## WHAT TO WORK ON
Copy every line of the items below word for word, leaving out the pictures.

## LISTED RECORDS
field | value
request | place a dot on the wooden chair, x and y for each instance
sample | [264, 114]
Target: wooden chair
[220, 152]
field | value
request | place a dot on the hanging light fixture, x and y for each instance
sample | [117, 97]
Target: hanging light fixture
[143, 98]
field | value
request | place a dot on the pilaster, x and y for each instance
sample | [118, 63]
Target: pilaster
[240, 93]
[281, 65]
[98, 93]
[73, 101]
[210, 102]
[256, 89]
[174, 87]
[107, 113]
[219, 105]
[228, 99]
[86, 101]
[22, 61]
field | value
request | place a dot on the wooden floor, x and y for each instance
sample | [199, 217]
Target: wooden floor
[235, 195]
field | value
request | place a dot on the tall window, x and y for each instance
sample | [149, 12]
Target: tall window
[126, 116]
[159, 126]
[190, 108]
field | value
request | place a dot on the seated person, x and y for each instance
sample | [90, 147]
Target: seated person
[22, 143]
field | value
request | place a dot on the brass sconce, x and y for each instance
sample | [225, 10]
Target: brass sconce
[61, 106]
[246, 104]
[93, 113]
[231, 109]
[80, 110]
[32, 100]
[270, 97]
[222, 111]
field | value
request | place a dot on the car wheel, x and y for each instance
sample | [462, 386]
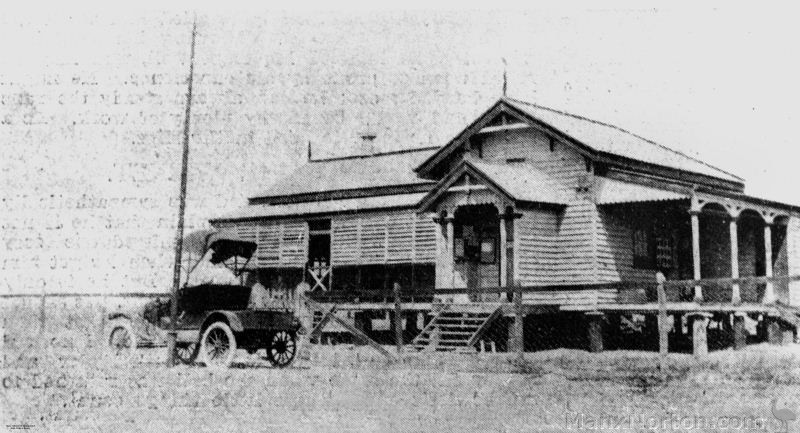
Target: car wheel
[187, 352]
[122, 339]
[282, 348]
[218, 345]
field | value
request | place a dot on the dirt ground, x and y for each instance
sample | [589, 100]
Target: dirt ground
[69, 384]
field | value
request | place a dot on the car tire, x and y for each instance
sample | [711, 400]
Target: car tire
[282, 348]
[218, 346]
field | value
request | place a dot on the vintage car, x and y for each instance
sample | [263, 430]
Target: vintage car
[214, 320]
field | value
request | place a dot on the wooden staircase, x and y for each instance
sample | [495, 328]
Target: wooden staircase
[457, 327]
[789, 314]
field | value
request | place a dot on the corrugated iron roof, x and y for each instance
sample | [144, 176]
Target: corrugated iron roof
[356, 172]
[524, 182]
[323, 207]
[617, 141]
[612, 191]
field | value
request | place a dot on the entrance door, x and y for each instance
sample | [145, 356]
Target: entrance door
[318, 270]
[476, 236]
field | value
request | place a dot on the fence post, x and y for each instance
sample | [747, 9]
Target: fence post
[398, 318]
[663, 330]
[103, 314]
[519, 341]
[42, 308]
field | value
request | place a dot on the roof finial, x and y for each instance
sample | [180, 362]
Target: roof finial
[505, 76]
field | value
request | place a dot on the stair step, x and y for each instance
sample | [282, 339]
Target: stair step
[462, 319]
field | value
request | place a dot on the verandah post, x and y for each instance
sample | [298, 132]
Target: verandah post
[398, 318]
[519, 341]
[663, 329]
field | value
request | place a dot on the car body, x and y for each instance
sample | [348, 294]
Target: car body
[214, 320]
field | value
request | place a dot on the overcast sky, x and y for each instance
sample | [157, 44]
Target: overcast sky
[92, 104]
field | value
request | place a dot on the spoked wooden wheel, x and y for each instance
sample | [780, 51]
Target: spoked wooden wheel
[218, 346]
[187, 352]
[282, 348]
[121, 339]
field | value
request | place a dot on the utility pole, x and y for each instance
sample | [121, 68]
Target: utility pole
[176, 276]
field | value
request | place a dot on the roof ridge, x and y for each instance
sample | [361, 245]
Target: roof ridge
[378, 154]
[608, 125]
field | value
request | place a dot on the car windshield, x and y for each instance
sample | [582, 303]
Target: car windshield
[223, 261]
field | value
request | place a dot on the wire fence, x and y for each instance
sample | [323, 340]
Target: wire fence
[513, 320]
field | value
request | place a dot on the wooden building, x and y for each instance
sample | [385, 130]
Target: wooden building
[524, 195]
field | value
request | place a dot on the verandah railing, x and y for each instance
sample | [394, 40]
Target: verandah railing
[714, 290]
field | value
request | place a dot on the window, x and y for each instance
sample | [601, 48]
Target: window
[653, 248]
[641, 249]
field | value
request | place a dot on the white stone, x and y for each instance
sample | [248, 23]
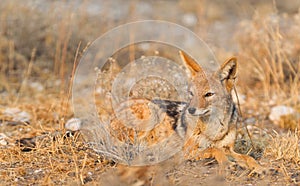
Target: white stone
[17, 114]
[278, 111]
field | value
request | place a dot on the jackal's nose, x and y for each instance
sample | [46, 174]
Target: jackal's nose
[192, 110]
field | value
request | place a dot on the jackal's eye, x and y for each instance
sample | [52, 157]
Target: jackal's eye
[209, 94]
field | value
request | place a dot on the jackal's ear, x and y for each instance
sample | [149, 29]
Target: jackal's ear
[228, 72]
[190, 63]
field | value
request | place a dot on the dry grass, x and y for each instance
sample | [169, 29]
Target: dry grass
[39, 46]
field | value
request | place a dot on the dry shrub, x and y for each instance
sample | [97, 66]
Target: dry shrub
[285, 147]
[269, 53]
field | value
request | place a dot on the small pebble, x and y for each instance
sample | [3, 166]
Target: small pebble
[73, 124]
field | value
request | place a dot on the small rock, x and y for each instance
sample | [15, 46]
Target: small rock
[3, 139]
[37, 86]
[278, 111]
[17, 115]
[73, 124]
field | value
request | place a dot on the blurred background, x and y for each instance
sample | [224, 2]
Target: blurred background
[42, 40]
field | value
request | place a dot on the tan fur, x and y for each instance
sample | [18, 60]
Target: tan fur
[215, 133]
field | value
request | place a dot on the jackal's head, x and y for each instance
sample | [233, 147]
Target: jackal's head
[211, 95]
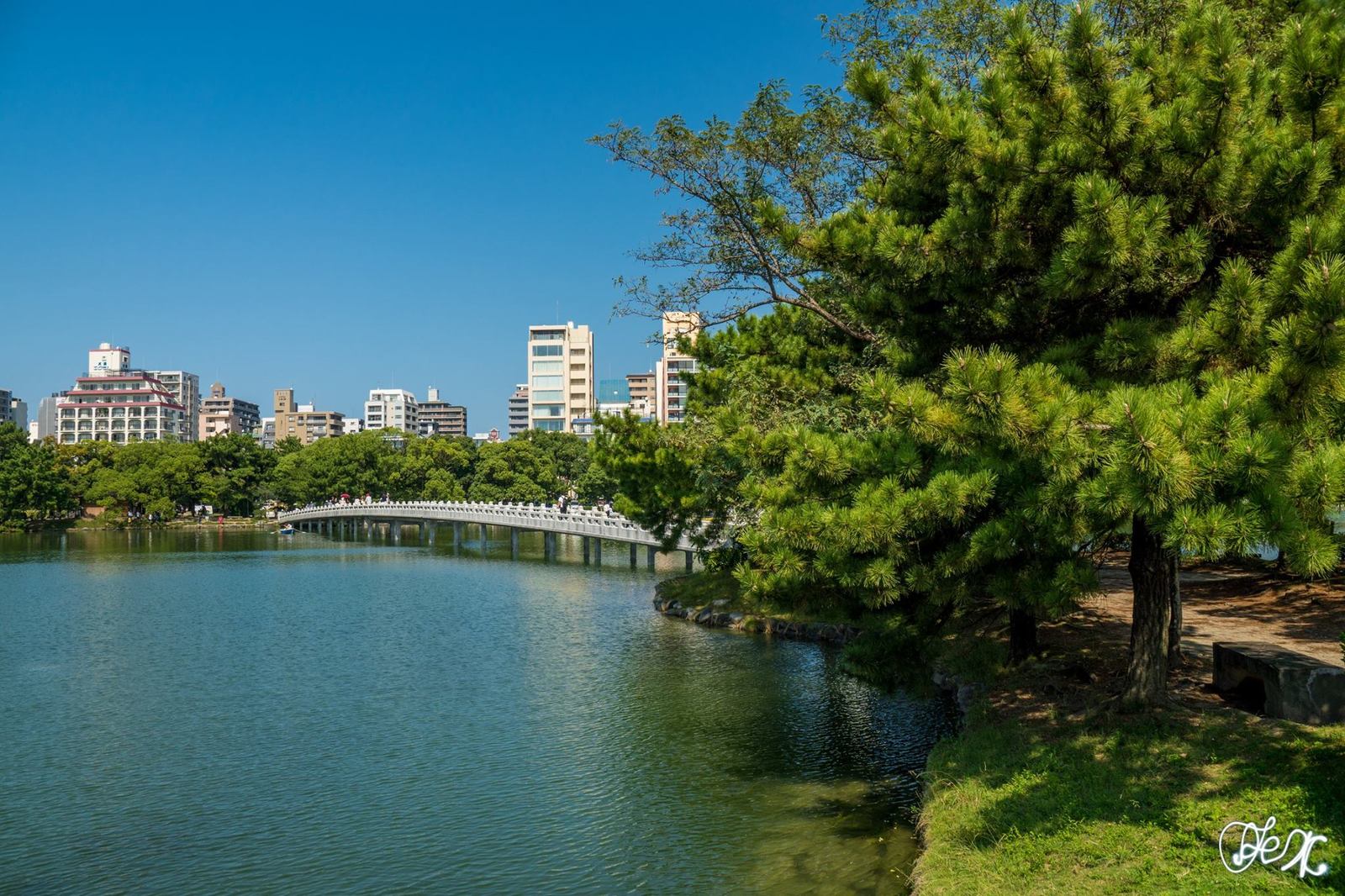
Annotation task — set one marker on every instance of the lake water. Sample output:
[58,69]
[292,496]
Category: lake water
[201,710]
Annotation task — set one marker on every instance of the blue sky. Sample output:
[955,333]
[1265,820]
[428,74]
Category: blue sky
[336,197]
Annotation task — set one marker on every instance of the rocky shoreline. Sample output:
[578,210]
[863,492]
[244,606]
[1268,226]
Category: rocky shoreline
[716,616]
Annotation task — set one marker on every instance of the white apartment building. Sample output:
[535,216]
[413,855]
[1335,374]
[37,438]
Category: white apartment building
[518,409]
[560,369]
[186,387]
[119,403]
[669,369]
[394,408]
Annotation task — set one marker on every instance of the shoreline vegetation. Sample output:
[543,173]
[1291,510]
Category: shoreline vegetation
[1042,790]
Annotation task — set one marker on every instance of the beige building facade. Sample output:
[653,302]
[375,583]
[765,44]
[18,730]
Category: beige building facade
[672,367]
[560,369]
[302,421]
[222,414]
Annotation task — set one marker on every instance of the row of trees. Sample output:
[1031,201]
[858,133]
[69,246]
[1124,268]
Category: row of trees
[1036,284]
[235,477]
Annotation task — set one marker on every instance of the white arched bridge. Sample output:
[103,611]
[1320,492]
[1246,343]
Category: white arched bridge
[593,526]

## EXERCISE SOLUTION
field | value
request | place a dot on the wooden chair, x and y for each instance
sample | [264, 114]
Target: wooden chair
[220, 152]
field | value
request | place a dot on the hanging light fixture, x and y for each instance
sample | [117, 97]
Target: hanging light fixture
[143, 98]
field | value
request | place a dot on the pilaster, x and y for each instance
sample | [118, 63]
Target: pilaster
[240, 93]
[281, 65]
[98, 93]
[73, 101]
[210, 102]
[256, 89]
[174, 87]
[107, 113]
[219, 105]
[228, 99]
[86, 101]
[22, 61]
field | value
request | place a dot on the wooden floor, x and y for each instance
sample | [199, 217]
Target: wooden floor
[235, 195]
field | value
request | place a dot on the tall window, x and y for each instance
sample | [149, 12]
Target: tall window
[126, 116]
[159, 126]
[190, 108]
field | value
request | place a dot on the seated person, x and y for each instance
sample | [90, 147]
Target: seated person
[22, 143]
field | value
request | place a dot on the brass sconce, x and y for each instance
sample | [225, 10]
Target: brass sconce
[61, 106]
[246, 104]
[93, 113]
[231, 109]
[80, 110]
[32, 100]
[270, 97]
[222, 111]
field | value
request | place a dot on the car wheel, x and y for each instance
sample | [462, 386]
Target: car wheel
[187, 352]
[122, 339]
[282, 348]
[218, 345]
field | value
request | place a dot on the dirt ground, x and y for each instance
sample | [589, 100]
Target: dirt ground
[69, 384]
field | value
request | place a dot on the car tire, x and y for each instance
sample | [711, 400]
Target: car tire
[282, 348]
[218, 346]
field | value
request | place a dot on the vintage car, x and y for each instance
sample | [263, 430]
Target: vintage car
[214, 320]
field | value
request | place a dot on the wooden staircase, x and y for each instance
sample | [495, 328]
Target: wooden staircase
[457, 327]
[789, 314]
field | value
request | place a dot on the corrugated iron roof, x and y for each instance
sample | [144, 176]
Target: corrugated iron roof
[356, 172]
[524, 182]
[323, 207]
[617, 141]
[612, 191]
field | value
request | place a dot on the entrance door, x and y for each instance
sample | [145, 356]
Target: entrance door
[318, 270]
[476, 236]
field | value
request | place a dot on the fence post, x and y for each instance
sample | [747, 9]
Target: fence post
[398, 318]
[663, 330]
[103, 314]
[519, 341]
[42, 308]
field | value
request | place a dot on the roof finial, x and y for each instance
sample | [180, 362]
Target: roof finial
[505, 76]
field | value
request | place a dot on the stair step, x and y for each instance
sample | [282, 339]
Target: stair step
[462, 319]
field | value
request | place a dot on the verandah post, x and y for each instance
sample | [298, 132]
Target: verandah post
[398, 318]
[519, 341]
[663, 329]
field | value
request | place a dot on the car body, x and y for each instance
sample | [348, 294]
Target: car body
[214, 320]
field | value
request | place a dot on the overcast sky, x and y for each instance
sample | [157, 44]
Target: overcast sky
[92, 104]
field | value
request | place a dot on the spoked wooden wheel, x and y for each instance
sample | [780, 51]
Target: spoked wooden wheel
[218, 346]
[187, 352]
[282, 348]
[121, 339]
field | value
request | place a dot on the utility pole, x and y for each instance
sample | [121, 68]
Target: utility pole
[176, 276]
field | value
request | place a dot on the roof ridge, x and y for each instance
sample | [361, 245]
Target: roof ridge
[378, 154]
[608, 125]
field | value
request | place a dot on the car windshield, x and y for each instance
sample | [582, 303]
Target: car windshield
[223, 261]
field | value
request | place a dot on the wire fence, x and y for each instance
sample | [323, 340]
Target: wire fence
[513, 320]
field | value
request | place a dot on the wooden building, x and y for each instance
sample | [385, 130]
Target: wooden building
[524, 195]
field | value
request | place a dot on the verandah railing, x and y for each instance
sample | [394, 40]
Target: verandah railing
[714, 290]
field | value
request | place a dot on the window, x and y for each instance
sample | [601, 48]
Target: window
[653, 248]
[641, 249]
field | value
request | place a dot on the white stone, x and y for each instance
sample | [248, 23]
Target: white stone
[17, 114]
[278, 111]
field | value
request | place a dot on the jackal's nose, x and y for each instance
sample | [46, 174]
Target: jackal's nose
[192, 110]
field | value
request | place a dot on the jackal's eye, x and y for each instance
sample | [52, 157]
Target: jackal's eye
[209, 94]
field | value
request | place a dot on the jackal's ear, x and y for each instance
sample | [149, 29]
Target: jackal's ear
[228, 72]
[190, 63]
field | value
request | place a dot on the dry grass, x and y for each instance
sample | [169, 29]
Target: dry grass
[39, 46]
field | value
request | place a dot on the dry shrub, x and y for each instance
sample | [97, 66]
Target: dry shrub
[285, 147]
[269, 53]
field | value
request | place a dot on the small pebble, x and y for each instance
sample | [3, 166]
Target: small pebble
[73, 124]
field | value
request | place a dot on the small rock, x and y for each instance
sample | [15, 46]
Target: small rock
[3, 139]
[37, 86]
[278, 111]
[17, 115]
[73, 124]
field | value
request | place a dot on the blurred background, x and y for each instance
sample | [224, 2]
Target: blurred background
[42, 40]
field | value
request | place a dot on the tan fur, x and y for each instance
sample | [18, 60]
Target: tan fur
[215, 133]
field | value
request | place a dot on the jackal's head, x and y for each instance
sample | [233, 147]
Target: jackal's head
[211, 95]
Annotation task — set one marker on every instance of the lake water. Sample output:
[58,69]
[292,496]
Category: lake water
[201,710]
Annotation task — set one marker on every instance of the blue sky. Sample output:
[955,333]
[1265,820]
[428,74]
Category: blue sky
[336,197]
Annotation task — set one marker on every instance of the rocky shoreline. Sample output:
[578,210]
[863,492]
[244,606]
[1268,226]
Category: rocky shoreline
[716,616]
Annotation task — set one marker on every instance of the white apartment building. Sample output:
[535,216]
[413,855]
[1335,374]
[37,438]
Category: white apartment building
[518,409]
[560,369]
[186,387]
[119,403]
[669,369]
[394,408]
Annotation task — set one marker on every instance of the shoreline vegetation. Sample output:
[543,173]
[1291,510]
Category: shoreline vegetation
[1042,790]
Annotation task — set one marker on every instance of the beige building facade. Sample output:
[653,302]
[375,583]
[765,44]
[18,730]
Category: beige building facade
[672,367]
[560,369]
[302,421]
[222,414]
Annotation task — set one marker on every instance of the row of trees. Sample output:
[1031,201]
[858,133]
[69,246]
[1124,268]
Category: row of trees
[1036,284]
[235,477]
Annotation task — set one marker on every instance of the white arched bridge. Sample output:
[103,611]
[1320,492]
[1246,343]
Category: white arched bridge
[593,526]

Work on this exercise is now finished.